• **Aufgaben**:
A – Übersetze aus dem Auszug über das Wertpapierdarlehen der D-AG diesen Satz ins Englische: „Im September 2000 übereignete die D-AG aufgrund eines Wertpapierdarlehensvertrags der Schuldnerin 679.133 Aktien.“
B – Setze den Auszug über das Wertpapierdarlehen der D-AG und die Sachkapitalerhöhung nach seinem letzten Satz fort.

• **Vorliegender Auszug**:
========

Der Aufsichtsrat der Schuldnerin beschloss im Juli 2000 in Anwesenheit beider Vorstände auf Vorschlag des Beklagten zu 3), die für den Erwerb der Beteiligungen notwendigen 679.133 Aktien durch ein Wertpapierdarlehen der D-AG, der Mehrheitsaktionärin der Schuldnerin, an der der Beklagte zu 1) mittelbar 34 Prozent hielt, zu beschaffen und es mit neuen Aktien aus einer Kapitalerhöhung zurückzuführen. Im September 2000 übereignete die D-AG aufgrund eines Wertpapierdarlehensvertrags der Schuldnerin 679.133 Aktien. Diese schloss Wertpapierdarlehensverträge mit den Tochterfirmen über 465.334 Aktien und 20.452 Aktien ab. Zugleich beschloss der Vorstand unter Mitwirkung der Beklagten zu 1) und 2) eine Sachkapitalerhöhung um 679.133 € durch Ausgabe von 679.133 Aktien an die D-AG zum Ausgabekurs von 43,97 € je Aktie.

========

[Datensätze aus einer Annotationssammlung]
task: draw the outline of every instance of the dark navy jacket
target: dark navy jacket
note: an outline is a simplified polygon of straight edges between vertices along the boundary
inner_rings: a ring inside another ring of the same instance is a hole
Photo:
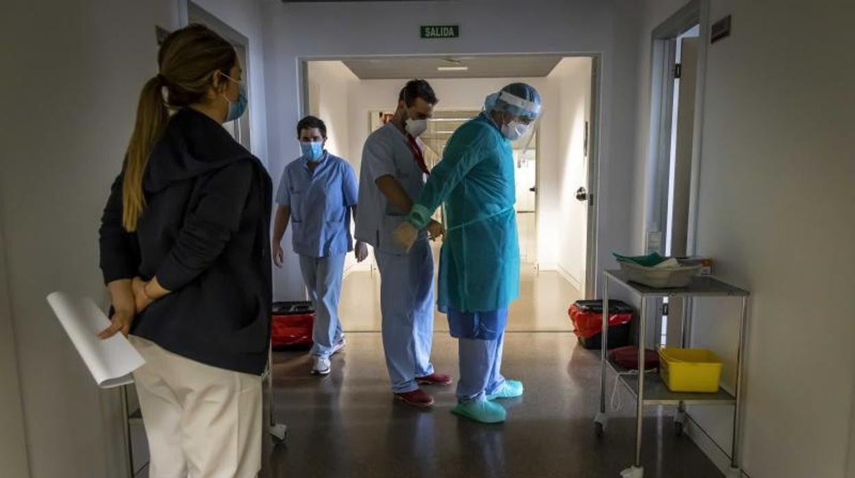
[[[169,121],[143,181],[146,207],[124,230],[122,176],[100,229],[104,281],[157,277],[169,295],[138,315],[131,333],[209,365],[261,375],[272,302],[270,177],[205,115]]]

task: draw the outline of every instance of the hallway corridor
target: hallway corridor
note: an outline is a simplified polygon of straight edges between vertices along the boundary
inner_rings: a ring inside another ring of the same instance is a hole
[[[618,476],[629,463],[632,402],[623,397],[622,411],[597,439],[598,356],[576,346],[572,333],[507,334],[503,371],[524,381],[526,393],[503,403],[508,421],[495,426],[451,415],[453,386],[429,390],[436,398],[433,410],[396,403],[380,333],[351,333],[347,340],[333,357],[333,373],[322,379],[309,375],[307,353],[275,354],[276,416],[289,434],[263,476],[593,478]],[[455,341],[435,333],[437,369],[457,377],[457,357]],[[721,476],[691,440],[674,436],[670,425],[669,411],[647,419],[646,475]]]

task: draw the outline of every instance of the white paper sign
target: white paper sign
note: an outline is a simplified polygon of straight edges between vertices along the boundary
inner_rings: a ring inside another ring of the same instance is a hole
[[[98,387],[112,388],[133,383],[131,373],[145,360],[121,333],[106,340],[98,339],[97,334],[110,322],[92,299],[53,292],[48,296],[48,304]]]

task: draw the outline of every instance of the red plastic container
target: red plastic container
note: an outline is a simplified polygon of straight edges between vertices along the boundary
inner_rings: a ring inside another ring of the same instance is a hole
[[[598,303],[598,307],[597,307]],[[617,301],[609,301],[609,327],[629,323],[633,320],[633,309],[626,304]],[[576,336],[580,339],[590,339],[603,330],[603,301],[579,301],[570,305],[568,312],[573,325],[575,327]]]
[[[310,302],[277,302],[273,304],[270,342],[274,350],[308,349],[312,346],[315,310]]]

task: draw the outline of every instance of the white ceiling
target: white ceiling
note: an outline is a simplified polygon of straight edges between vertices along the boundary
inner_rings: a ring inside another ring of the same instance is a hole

========

• **Lösungen**:
A – In September 2000, on the basis of a securities lending agreement, D-AG transferred 679,133 shares to the debtor.

B –
Die D-AG sollte die Einlage durch Verzicht auf die Rückforderung aus dem Wertpapierdarlehensvertrag erbringen. Der Aufsichtsrat mit dem Beklagten zu 3) stimmte der Kapitalerhöhung zu. Die D-AG, für die u.a. ebenfalls die Beklagten zu 1) und 2) handelten, zeichnete die Aktien und verzichtete auf die Rückforderung der darlehensweise überlassenen Aktien. Insgesamt verwendete die Schuldnerin 582.092 Aktien für den Erwerb der Unternehmensbeteiligungen, die restlichen von der D-AG erhaltenen Aktien verblieben bei ihr und wurden im September 2001 eingezogen. Der Kläger nimmt die Beklagten auf Zahlung eines Teilbetrags von 10 Mio. € aus dem Ausgabebetrag für die mit der Kapitalerhöhung von September 2000 geschaffenen Aktien (29.861.478 €) in Anspruch.

Das LG gab der Klage statt; das OLG wies sie ab. Auf die hiergegen gerichtete Revision des Klägers hob der BGH das Berufungsurteil auf und verwies die Sache zur neuen Verhandlung und Entscheidung an einen anderen Senat des OLG zurück.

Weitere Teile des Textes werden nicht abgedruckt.